→ TO DO
Turn the lines of the records below, from the line with "of the person" to the line with "point(29, 522)", into a numbered list that skips any blank lines.

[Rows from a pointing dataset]
######
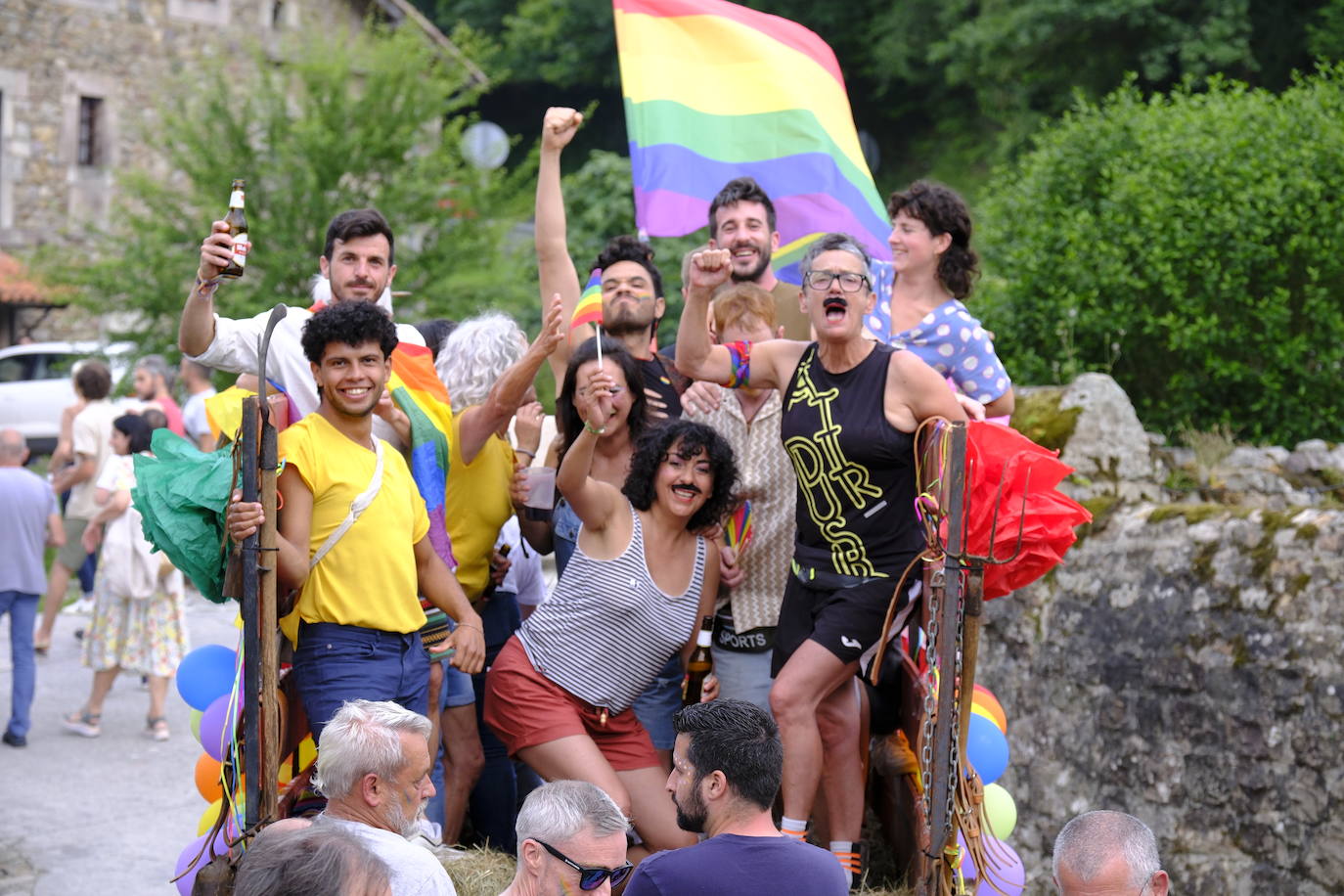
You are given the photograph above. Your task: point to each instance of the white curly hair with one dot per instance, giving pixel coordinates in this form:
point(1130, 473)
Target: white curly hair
point(476, 355)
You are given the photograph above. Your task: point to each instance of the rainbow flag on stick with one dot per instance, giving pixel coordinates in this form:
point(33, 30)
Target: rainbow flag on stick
point(714, 92)
point(423, 396)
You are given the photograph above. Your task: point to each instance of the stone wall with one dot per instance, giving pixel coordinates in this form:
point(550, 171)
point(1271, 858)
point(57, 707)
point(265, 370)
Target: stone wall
point(1185, 664)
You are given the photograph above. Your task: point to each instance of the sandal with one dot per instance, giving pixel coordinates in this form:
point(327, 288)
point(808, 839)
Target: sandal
point(83, 723)
point(157, 727)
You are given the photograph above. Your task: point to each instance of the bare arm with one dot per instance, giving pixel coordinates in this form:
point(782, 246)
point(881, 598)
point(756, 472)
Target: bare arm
point(554, 265)
point(441, 589)
point(480, 422)
point(700, 359)
point(197, 328)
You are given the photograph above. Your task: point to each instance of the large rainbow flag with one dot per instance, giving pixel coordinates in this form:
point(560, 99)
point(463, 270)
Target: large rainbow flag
point(714, 92)
point(417, 389)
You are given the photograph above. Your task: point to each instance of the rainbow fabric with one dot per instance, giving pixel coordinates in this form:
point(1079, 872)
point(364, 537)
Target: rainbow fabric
point(423, 396)
point(737, 528)
point(589, 310)
point(714, 92)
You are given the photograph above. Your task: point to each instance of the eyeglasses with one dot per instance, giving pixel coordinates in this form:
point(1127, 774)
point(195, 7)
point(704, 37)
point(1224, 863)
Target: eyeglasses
point(590, 877)
point(850, 283)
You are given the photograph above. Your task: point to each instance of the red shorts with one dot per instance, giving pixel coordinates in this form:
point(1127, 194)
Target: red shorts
point(524, 708)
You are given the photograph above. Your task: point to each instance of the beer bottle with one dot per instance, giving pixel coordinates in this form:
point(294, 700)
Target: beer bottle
point(697, 665)
point(237, 222)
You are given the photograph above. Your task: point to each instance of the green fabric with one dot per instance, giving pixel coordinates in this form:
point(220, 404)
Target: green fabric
point(182, 493)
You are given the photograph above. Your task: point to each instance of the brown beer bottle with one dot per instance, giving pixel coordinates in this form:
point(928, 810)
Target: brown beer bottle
point(697, 665)
point(237, 222)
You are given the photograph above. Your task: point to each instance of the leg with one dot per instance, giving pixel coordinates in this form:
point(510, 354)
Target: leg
point(22, 608)
point(653, 813)
point(804, 681)
point(837, 719)
point(463, 760)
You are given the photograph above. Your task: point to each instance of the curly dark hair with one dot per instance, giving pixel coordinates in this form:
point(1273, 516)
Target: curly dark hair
point(689, 438)
point(739, 190)
point(359, 222)
point(136, 428)
point(942, 211)
point(567, 420)
point(631, 248)
point(349, 323)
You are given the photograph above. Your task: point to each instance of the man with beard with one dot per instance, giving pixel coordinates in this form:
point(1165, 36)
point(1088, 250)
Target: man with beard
point(354, 533)
point(742, 222)
point(358, 262)
point(632, 287)
point(726, 771)
point(373, 766)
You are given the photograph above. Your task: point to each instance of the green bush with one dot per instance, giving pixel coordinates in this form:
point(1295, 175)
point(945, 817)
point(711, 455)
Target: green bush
point(1191, 245)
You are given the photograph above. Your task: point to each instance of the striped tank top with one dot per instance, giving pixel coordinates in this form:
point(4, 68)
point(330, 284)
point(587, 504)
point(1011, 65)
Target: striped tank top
point(607, 629)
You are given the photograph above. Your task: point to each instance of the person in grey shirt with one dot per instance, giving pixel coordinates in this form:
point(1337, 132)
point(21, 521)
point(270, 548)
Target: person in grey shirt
point(29, 522)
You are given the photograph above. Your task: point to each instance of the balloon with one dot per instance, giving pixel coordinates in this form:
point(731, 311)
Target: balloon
point(1000, 810)
point(205, 673)
point(989, 704)
point(1003, 870)
point(218, 726)
point(987, 748)
point(207, 778)
point(189, 855)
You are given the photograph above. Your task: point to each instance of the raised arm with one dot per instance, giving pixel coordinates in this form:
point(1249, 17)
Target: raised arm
point(594, 503)
point(765, 366)
point(554, 266)
point(507, 394)
point(197, 330)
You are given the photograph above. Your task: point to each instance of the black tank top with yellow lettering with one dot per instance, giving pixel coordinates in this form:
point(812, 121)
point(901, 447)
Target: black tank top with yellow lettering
point(856, 481)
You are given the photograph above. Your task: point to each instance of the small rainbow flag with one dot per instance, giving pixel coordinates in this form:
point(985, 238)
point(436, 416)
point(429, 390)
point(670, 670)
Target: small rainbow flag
point(423, 396)
point(785, 121)
point(737, 528)
point(589, 310)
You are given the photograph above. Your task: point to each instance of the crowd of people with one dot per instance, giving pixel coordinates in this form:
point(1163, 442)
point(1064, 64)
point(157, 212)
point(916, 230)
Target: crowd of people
point(433, 665)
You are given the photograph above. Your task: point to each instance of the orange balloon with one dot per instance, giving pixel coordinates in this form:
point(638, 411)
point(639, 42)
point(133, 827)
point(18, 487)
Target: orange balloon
point(989, 707)
point(207, 778)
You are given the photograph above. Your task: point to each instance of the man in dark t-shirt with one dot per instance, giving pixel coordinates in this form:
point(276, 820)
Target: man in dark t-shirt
point(726, 771)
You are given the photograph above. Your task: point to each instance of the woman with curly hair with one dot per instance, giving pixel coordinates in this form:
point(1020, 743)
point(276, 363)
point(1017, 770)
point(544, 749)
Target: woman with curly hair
point(560, 694)
point(935, 267)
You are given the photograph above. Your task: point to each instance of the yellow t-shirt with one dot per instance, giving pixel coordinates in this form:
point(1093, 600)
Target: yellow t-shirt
point(369, 576)
point(477, 506)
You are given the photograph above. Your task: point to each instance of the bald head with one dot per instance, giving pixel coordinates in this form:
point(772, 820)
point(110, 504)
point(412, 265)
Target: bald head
point(1107, 853)
point(14, 448)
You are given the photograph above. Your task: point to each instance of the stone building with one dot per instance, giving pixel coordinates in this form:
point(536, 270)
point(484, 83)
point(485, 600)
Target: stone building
point(78, 76)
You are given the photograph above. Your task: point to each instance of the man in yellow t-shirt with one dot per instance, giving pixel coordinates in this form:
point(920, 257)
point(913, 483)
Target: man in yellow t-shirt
point(358, 614)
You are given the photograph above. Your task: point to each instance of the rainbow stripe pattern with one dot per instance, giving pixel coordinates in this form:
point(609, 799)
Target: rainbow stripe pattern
point(714, 92)
point(589, 310)
point(423, 396)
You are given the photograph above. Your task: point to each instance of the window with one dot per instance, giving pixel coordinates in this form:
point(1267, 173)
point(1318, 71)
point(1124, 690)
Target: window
point(90, 130)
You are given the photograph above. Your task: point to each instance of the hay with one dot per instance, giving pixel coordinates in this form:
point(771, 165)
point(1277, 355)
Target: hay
point(478, 871)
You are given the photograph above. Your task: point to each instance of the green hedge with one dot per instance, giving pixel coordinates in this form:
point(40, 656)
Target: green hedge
point(1191, 245)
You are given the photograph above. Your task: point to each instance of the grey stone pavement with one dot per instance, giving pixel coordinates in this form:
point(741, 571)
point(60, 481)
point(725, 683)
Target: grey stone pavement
point(107, 814)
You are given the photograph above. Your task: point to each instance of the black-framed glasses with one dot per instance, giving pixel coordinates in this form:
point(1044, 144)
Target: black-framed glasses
point(590, 877)
point(850, 283)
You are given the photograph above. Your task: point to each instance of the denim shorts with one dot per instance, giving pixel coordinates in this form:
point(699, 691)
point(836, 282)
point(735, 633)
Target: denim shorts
point(335, 662)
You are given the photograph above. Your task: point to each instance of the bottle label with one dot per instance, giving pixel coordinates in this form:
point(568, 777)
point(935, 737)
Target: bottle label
point(241, 248)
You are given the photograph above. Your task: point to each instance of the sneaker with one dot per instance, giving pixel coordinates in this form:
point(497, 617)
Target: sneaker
point(82, 723)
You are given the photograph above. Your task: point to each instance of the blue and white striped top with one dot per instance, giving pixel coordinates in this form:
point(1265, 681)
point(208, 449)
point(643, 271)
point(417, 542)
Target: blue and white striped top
point(607, 629)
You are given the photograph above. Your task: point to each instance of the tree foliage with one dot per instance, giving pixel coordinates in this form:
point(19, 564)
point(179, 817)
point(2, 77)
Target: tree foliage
point(351, 121)
point(1189, 244)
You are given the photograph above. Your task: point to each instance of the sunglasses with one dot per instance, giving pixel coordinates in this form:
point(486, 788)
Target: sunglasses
point(590, 877)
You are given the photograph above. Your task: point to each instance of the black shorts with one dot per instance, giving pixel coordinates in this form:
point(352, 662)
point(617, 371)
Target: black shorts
point(845, 621)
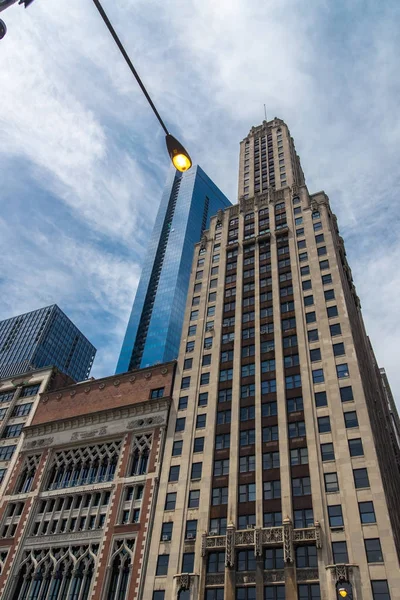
######
→ ANSWER TO THE EXERCISE
1. You are given the photograph above. Your task: point to each instance of the person in grey shirt with one dot per instance, giving pixel coordinates in this form:
2. point(1337, 132)
3. point(21, 521)
4. point(270, 548)
5. Target: person in grey shirt
6. point(29, 522)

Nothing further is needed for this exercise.